§ **GIVEN REQUEST**:
Starting with the line that reads "Target: flower center disc" and going on through the end of the items, write every line out again, requests included. Raise each coordinate in the answers by 44, and leave the requests and their format samples unchanged.

§ **GIVEN DATA**:
[start]
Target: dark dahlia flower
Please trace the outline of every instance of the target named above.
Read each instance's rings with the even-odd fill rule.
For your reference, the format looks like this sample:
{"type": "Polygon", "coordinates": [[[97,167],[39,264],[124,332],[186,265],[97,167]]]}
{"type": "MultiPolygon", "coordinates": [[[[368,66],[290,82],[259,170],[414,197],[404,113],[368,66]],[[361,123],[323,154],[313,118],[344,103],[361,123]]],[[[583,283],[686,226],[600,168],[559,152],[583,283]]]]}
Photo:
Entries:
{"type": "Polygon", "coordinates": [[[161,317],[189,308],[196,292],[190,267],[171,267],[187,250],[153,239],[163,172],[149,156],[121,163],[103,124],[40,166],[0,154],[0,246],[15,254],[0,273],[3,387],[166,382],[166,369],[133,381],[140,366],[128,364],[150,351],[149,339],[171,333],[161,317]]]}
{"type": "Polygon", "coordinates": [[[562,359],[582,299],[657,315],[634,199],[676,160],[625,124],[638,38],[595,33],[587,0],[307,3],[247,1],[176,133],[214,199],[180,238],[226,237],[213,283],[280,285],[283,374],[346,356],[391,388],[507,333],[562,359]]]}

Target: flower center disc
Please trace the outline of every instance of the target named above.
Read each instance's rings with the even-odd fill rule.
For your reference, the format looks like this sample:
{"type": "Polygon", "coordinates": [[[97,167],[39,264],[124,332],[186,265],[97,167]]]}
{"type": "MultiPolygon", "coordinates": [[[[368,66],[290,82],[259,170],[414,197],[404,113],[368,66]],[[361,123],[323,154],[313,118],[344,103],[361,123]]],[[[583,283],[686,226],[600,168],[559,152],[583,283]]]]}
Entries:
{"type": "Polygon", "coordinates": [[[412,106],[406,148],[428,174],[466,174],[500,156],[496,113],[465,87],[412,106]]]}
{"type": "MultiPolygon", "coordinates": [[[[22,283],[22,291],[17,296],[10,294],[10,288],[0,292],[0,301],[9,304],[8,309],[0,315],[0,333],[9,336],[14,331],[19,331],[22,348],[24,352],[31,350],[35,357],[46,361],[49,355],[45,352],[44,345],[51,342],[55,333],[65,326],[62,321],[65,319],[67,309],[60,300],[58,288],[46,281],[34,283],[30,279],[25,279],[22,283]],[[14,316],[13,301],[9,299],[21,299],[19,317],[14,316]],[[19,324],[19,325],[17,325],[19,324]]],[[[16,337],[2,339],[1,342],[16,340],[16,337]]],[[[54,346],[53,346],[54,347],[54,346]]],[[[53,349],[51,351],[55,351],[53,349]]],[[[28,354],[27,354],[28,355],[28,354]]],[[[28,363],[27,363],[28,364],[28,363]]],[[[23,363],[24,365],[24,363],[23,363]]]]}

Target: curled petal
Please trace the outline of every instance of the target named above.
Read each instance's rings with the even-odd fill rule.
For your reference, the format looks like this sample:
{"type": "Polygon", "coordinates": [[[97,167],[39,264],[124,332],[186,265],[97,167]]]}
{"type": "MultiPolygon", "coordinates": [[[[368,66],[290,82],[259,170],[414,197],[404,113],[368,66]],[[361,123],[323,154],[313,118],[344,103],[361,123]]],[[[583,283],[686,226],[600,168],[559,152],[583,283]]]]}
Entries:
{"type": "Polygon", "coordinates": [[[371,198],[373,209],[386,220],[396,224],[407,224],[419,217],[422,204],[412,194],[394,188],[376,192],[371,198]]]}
[end]
§ **ANSWER TO THE EXERCISE**:
Target: flower center disc
Please trace the outline of every instance of the target named above.
Read each instance's rings with the even-odd fill rule.
For your reference, the format looks like this sample:
{"type": "Polygon", "coordinates": [[[97,167],[39,264],[124,332],[186,265],[97,167]]]}
{"type": "MultiPolygon", "coordinates": [[[[368,66],[290,82],[259,170],[414,197],[404,113],[368,66]],[[361,123],[323,154],[313,118],[344,103],[361,123]]],[[[583,283],[686,226],[600,168],[559,152],[583,283]]]]}
Entries:
{"type": "Polygon", "coordinates": [[[456,150],[450,192],[472,218],[510,218],[544,200],[540,157],[509,131],[456,150]]]}
{"type": "MultiPolygon", "coordinates": [[[[66,327],[66,335],[61,340],[54,338],[54,332],[44,336],[44,345],[53,348],[52,353],[44,359],[44,377],[53,380],[58,375],[63,375],[66,392],[68,396],[75,394],[79,401],[90,405],[93,399],[89,396],[88,389],[95,386],[99,377],[109,370],[106,365],[109,363],[111,353],[104,344],[102,332],[90,325],[78,327],[74,323],[69,323],[66,327]],[[58,360],[57,345],[53,343],[65,343],[63,361],[58,360]],[[63,368],[63,369],[61,369],[63,368]]],[[[60,381],[46,383],[45,386],[60,384],[60,381]]],[[[98,390],[97,390],[98,391],[98,390]]],[[[97,393],[95,395],[99,395],[97,393]]],[[[72,398],[71,398],[72,399],[72,398]]],[[[72,407],[71,407],[72,408],[72,407]]],[[[67,407],[68,409],[68,407],[67,407]]]]}

Target: curled petal
Please trace the outline of every instance of the target named above.
Read each instance's rings with the even-odd fill rule.
For your reference, the format looks like this sample:
{"type": "Polygon", "coordinates": [[[97,167],[39,264],[124,332],[186,265],[97,167]]]}
{"type": "MultiPolygon", "coordinates": [[[[368,66],[290,82],[259,170],[414,197],[404,113],[368,66]],[[361,123],[323,154],[313,118],[344,103],[361,123]]],[[[583,283],[686,226],[600,168],[559,152],[583,283]]]]}
Entries:
{"type": "Polygon", "coordinates": [[[415,242],[417,253],[430,264],[440,268],[451,268],[463,261],[466,248],[456,238],[438,232],[420,236],[415,242]]]}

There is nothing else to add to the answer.